Task prompt => Convert the material below into a two-column CSV with the headers instruction and response, one row per request, putting each request's text and its answer in a single quoted field with line breaks replaced by spaces. Cover all of the material and leave out the pictures.

Dataset excerpt:
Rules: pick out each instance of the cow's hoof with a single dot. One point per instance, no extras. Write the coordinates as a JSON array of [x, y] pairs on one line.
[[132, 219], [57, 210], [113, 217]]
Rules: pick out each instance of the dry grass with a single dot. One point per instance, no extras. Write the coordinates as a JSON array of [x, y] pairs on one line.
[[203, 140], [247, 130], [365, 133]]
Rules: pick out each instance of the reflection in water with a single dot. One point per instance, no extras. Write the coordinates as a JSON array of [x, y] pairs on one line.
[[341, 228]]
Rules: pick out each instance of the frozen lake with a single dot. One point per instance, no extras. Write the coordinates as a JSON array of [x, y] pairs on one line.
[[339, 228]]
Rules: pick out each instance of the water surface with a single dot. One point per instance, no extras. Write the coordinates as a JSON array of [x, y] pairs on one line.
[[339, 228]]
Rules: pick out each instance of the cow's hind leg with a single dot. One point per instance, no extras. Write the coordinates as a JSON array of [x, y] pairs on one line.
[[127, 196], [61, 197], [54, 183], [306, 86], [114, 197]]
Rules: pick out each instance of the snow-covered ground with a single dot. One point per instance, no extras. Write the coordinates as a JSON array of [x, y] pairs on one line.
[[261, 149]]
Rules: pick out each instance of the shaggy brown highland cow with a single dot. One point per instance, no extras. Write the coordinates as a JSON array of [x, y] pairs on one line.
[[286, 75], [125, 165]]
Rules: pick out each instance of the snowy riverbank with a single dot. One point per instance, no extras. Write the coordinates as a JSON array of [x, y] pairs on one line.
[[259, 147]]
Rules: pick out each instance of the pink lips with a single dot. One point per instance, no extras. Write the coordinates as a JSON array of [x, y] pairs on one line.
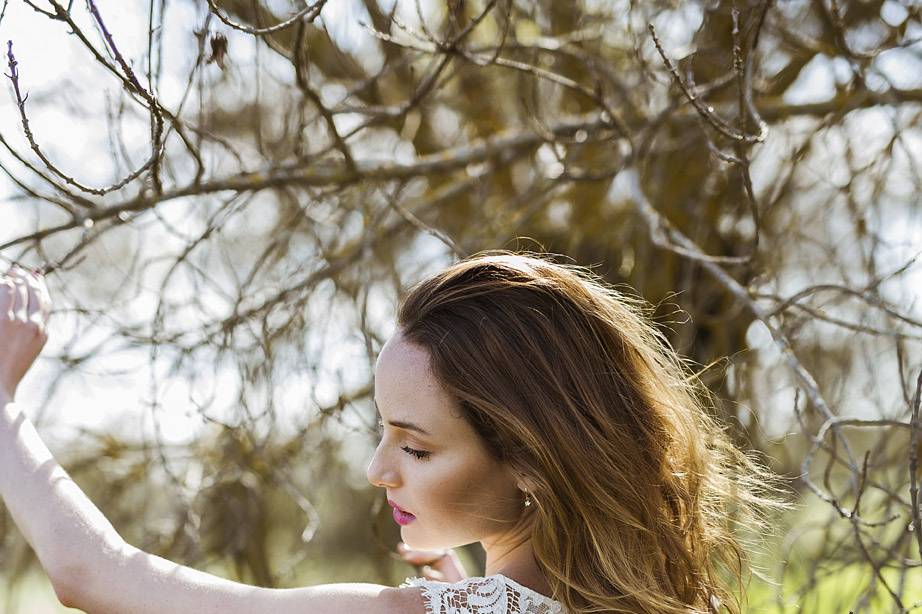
[[400, 516]]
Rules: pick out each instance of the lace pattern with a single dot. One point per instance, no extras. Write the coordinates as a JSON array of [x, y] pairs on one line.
[[494, 594]]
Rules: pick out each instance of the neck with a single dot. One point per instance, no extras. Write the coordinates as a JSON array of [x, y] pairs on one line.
[[513, 556]]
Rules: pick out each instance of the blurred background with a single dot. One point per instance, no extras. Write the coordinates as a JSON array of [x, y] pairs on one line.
[[229, 198]]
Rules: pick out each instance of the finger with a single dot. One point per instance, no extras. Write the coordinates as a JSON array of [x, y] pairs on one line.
[[7, 297], [432, 574]]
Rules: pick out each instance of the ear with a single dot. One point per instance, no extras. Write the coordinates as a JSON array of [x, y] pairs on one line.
[[525, 484]]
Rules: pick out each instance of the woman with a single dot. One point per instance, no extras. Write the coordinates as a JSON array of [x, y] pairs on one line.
[[524, 405]]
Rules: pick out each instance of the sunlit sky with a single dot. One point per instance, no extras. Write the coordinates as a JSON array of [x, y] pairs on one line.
[[68, 115]]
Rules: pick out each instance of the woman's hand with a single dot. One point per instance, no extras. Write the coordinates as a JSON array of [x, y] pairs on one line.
[[441, 565], [24, 309]]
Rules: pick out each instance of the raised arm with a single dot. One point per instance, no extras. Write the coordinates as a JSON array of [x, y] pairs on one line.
[[90, 566]]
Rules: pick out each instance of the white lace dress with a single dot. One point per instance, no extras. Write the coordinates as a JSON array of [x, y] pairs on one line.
[[494, 594]]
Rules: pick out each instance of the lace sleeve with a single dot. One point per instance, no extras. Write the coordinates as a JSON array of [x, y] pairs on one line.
[[478, 595]]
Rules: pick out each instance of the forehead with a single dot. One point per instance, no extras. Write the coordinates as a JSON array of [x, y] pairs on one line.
[[406, 389]]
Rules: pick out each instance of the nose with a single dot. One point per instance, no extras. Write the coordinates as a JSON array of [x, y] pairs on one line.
[[379, 472]]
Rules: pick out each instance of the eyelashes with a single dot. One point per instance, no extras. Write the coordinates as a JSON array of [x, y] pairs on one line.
[[418, 454]]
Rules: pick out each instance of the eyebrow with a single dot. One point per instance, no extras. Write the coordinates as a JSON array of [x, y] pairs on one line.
[[410, 426]]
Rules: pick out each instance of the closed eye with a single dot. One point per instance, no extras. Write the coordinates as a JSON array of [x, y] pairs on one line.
[[419, 454]]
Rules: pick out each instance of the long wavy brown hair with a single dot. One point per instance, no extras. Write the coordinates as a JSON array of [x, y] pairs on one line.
[[638, 494]]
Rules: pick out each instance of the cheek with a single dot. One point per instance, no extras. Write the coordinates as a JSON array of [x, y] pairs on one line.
[[478, 489]]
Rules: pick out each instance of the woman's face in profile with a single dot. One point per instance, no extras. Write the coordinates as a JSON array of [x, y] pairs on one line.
[[431, 461]]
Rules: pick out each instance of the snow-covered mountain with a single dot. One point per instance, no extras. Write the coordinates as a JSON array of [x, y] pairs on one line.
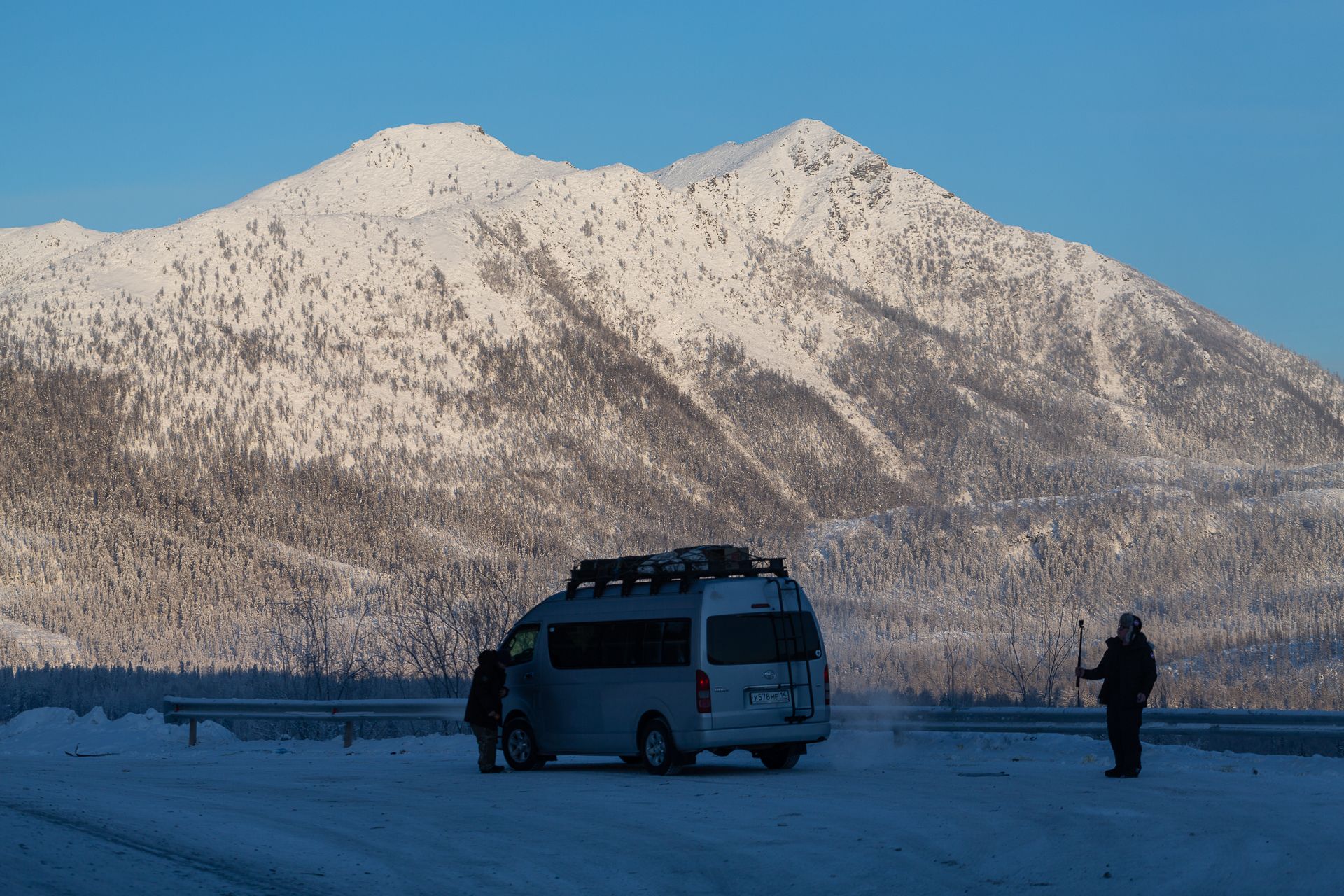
[[755, 340]]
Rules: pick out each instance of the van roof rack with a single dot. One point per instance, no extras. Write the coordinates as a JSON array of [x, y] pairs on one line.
[[680, 564]]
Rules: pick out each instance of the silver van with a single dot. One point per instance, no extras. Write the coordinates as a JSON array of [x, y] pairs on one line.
[[656, 659]]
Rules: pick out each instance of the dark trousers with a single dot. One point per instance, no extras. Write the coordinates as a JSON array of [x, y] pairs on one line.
[[1123, 726], [486, 741]]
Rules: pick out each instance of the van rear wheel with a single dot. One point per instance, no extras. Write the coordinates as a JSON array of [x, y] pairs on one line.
[[781, 758], [657, 750], [521, 746]]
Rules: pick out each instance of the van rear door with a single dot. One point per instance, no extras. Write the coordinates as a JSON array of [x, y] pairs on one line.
[[752, 656]]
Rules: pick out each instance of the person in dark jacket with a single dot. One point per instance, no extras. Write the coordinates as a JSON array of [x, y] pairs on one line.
[[484, 704], [1129, 671]]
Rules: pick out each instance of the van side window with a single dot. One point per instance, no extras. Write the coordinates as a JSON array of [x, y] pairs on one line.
[[762, 637], [521, 644], [620, 644]]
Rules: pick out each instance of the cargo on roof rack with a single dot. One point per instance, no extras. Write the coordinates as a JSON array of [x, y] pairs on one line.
[[680, 564]]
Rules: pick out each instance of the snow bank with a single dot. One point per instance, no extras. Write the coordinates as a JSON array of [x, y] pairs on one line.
[[54, 731]]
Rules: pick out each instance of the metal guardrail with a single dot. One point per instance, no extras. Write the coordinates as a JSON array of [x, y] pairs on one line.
[[1252, 729], [192, 710]]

Reply to the exercise =>
instruction,response
"Rules: pick out each instance of the cow's hoof with a single dot. One point per instance, no extras. Write the coordinates as a JSON array of [x, y] pairs on one line.","[[132, 219], [57, 210], [113, 217]]"
"Rules: pick out each instance of the dry grass with a single dot. One point per instance, no extras. Write the coordinates as a JSON array of [x, y] pairs on one line.","[[203, 140], [247, 130], [365, 133]]"
"Rules: pick out each instance of the reflection in water with a single dot. One point per instance, no extras. Write the coordinates as a JSON array of [x, y] pairs on one line.","[[341, 228]]"
"Rules: pick out each instance of the frozen lake with a single dot. One point per instance, no extras. Write the coordinates as a JSON array of [x, y] pairs on one line.","[[339, 228]]"
"Rules: pick out each instance of the water surface with a single dot. One point per instance, no extras. Write the coordinates as a JSON array of [x, y] pairs on one line.","[[339, 228]]"
"Rules: pick out each instance of the cow's hind leg with a single dot. One point per instance, no extras. Write the coordinates as a JSON array of [x, y] pairs on one line.","[[127, 196], [61, 197], [54, 183], [306, 86], [114, 197]]"
"Rules: pick out each instance of the snow-covered ground with a single dot. One point per instance, no extras. Write the coordinates as a JSON array of [x, y] pairs on one line.","[[261, 149]]"
"Rules: pick out each instance of the shaggy brown highland cow with a single dot. One point per instance, no extras. Write the coordinates as a JSON array of [x, y] pairs on one line.","[[286, 75], [125, 165]]"
"Rules: pick out each instance of the snowy riverbank with a single dot. One point per instance, no extras. Write the coordinates as a JSON array of [x, y] pairs on one line.","[[259, 147]]"
"Rules: pick out each instance of the pink lips with a single dot. One point per instance, no extras. Write the coordinates as a JSON array of [x, y] pairs on one line.","[[400, 516]]"
"Rules: pick out each instance of the lace pattern with a single dot. One point per instance, no extras. Write the coordinates as a JSON array of [x, y] pairs on one line.","[[494, 594]]"
"Rules: pick out each instance of the neck with a single dot. One point per instance, no extras. Write the coordinates as a JSON array of [x, y] pairs on one line.","[[513, 556]]"
"Rules: pick out each instance of the blurred background with a single dot. One point per instance, no extras. Write the coordinates as a JSON array of [x, y] pairs on one line.","[[229, 198]]"
"Rules: pick out each instance of the finger with a single dot. One point per instance, no extras. Write the coordinates as a JSON array of [x, y] pairs on one line.","[[7, 297], [432, 574]]"
"Rules: pick out each instance of the ear with a single dot. One point per instance, no extras. Write the coordinates as a JSON array of [x, y] pairs on one line.","[[525, 484]]"
"Rules: pick out each instance of the woman with a single dot. One point per instance, no extras. Write the coordinates as a JSON array of [x, y] pairs on one line.","[[524, 405]]"
"Rules: pick out each instance of the sunlit sky with a single dot. One point per instance, no extras. Write the coordinates as a JSON array of [x, y] pairs on one line.","[[68, 115]]"
"Rules: pick out each instance of the woman's hand with a single dot. One point per instance, no extras. Write the coordinates as a JSON array of [x, y] pairs on one line.","[[441, 565], [24, 309]]"
"Rules: pick out each instance of the raised arm with a single dot. One point per instance, no extras. Write the coordinates as a JSON array of [x, y] pairs on one line.","[[90, 566]]"
"Rules: pick out each instance of the white lace dress with a single dot. One point per instance, no extras. Write the coordinates as a JSON array of [x, y] pairs on one line.","[[494, 594]]"
"Rules: pick out each instance of the lace sleeve with a single dot. One point per instance, no extras. Write the coordinates as a JSON array of [x, y] pairs on one line.","[[478, 595]]"
"Rules: pick out each instance of the forehead with a single dot. One point per instance, no extras. Write the coordinates as a JSON array of [x, y] pairs on one line.","[[406, 389]]"
"Rules: pick out each instance of the nose with a single dot. One point per instance, no extras. Write the coordinates as a JSON array of [x, y] pairs on one line.","[[379, 472]]"
"Rules: pick out each instance of the eyelashes with a single dot. One point per instance, no extras. Write the coordinates as a JSON array of [x, y] pairs on one line.","[[418, 454]]"
"Rules: pick out each instance of the eyebrow with a single dot. One point per instance, no extras. Write the coordinates as a JSON array of [x, y] pairs on one line.","[[410, 426]]"
"Rules: pick out each instance of the closed eye with a single dot. One point per instance, no extras. Write the coordinates as a JSON array of [x, y] pairs on one line.","[[419, 454]]"
"Rules: pick out each instance of the long wavy brown hair with a single dot. One point per instance, no extras. Write the coordinates as a JSON array of [x, y] pairs on one line.","[[638, 494]]"
"Rules: pick out each instance of the cheek with a single dot. One point per instance, no extras. Write the coordinates as a JSON array of [x, y] pairs on one line.","[[478, 489]]"
"Rules: pick out each instance of the woman's face in profile with a single dot. One point per instance, no extras. Write the coordinates as a JSON array of [x, y] pairs on one line.","[[431, 461]]"
"Rules: pick out each instance of the snow-covered mountain with a single dot. One point per instance, no extras. Write the coordinates as a JSON array of [x, y] pairs on one line.","[[755, 340]]"
"Rules: pick out each instance of the van roof rack with a single dot. One point per instance, no extras. Write the coordinates as a JSON array of [x, y] pairs on one line.","[[680, 564]]"
"Rules: pick out each instance of the silver van with a single dot. One point per instance, no extras. Write the coordinates as a JSON array of [x, y] pairs on one line.","[[656, 659]]"
"Rules: pick out each instance of the dark trousers with a single dot. One point per instance, no extras. Write the coordinates as a JSON array of [x, y] pairs on one line.","[[1123, 726], [486, 741]]"
"Rules: pick out each instance of the van rear wheel with a single dot. One point per instance, no extras. Write the coordinates as a JSON array of [x, y] pairs on one line.","[[781, 758], [657, 750], [521, 746]]"
"Rules: pick out each instance of the van rear door with a single dot. One point per instance, no extras. Write the coordinates as a JSON array of [x, y] pairs on one line.","[[752, 656]]"
"Rules: pick out each instance of the person in dark jacket with a single dot. One point per instance, no extras. Write the coordinates as a JSON array of [x, y] pairs on one line.","[[484, 704], [1129, 671]]"
"Rules: pick out each instance of the van side window with a single dot. One point per instance, no extras. Write the coordinates as a JSON array of [x, y] pairs on one line.","[[762, 637], [521, 644], [620, 644]]"
"Rules: pick out each instance of the cargo on roof rack with a single dot. One point per instance, no extras. Write the coordinates as a JSON array of [x, y] pairs on one line.","[[680, 564]]"
"Rules: pick out each instance of the snow bank with a single dot. One point per instance, no extras. Write the coordinates as a JSON array of [x, y] pairs on one line.","[[54, 731]]"
"Rules: pick out each instance of the metal guardrail with a single dot. One point per instance, no extras. Write the coordinates as a JSON array of [x, y] pairs on one line.","[[1252, 729], [192, 710]]"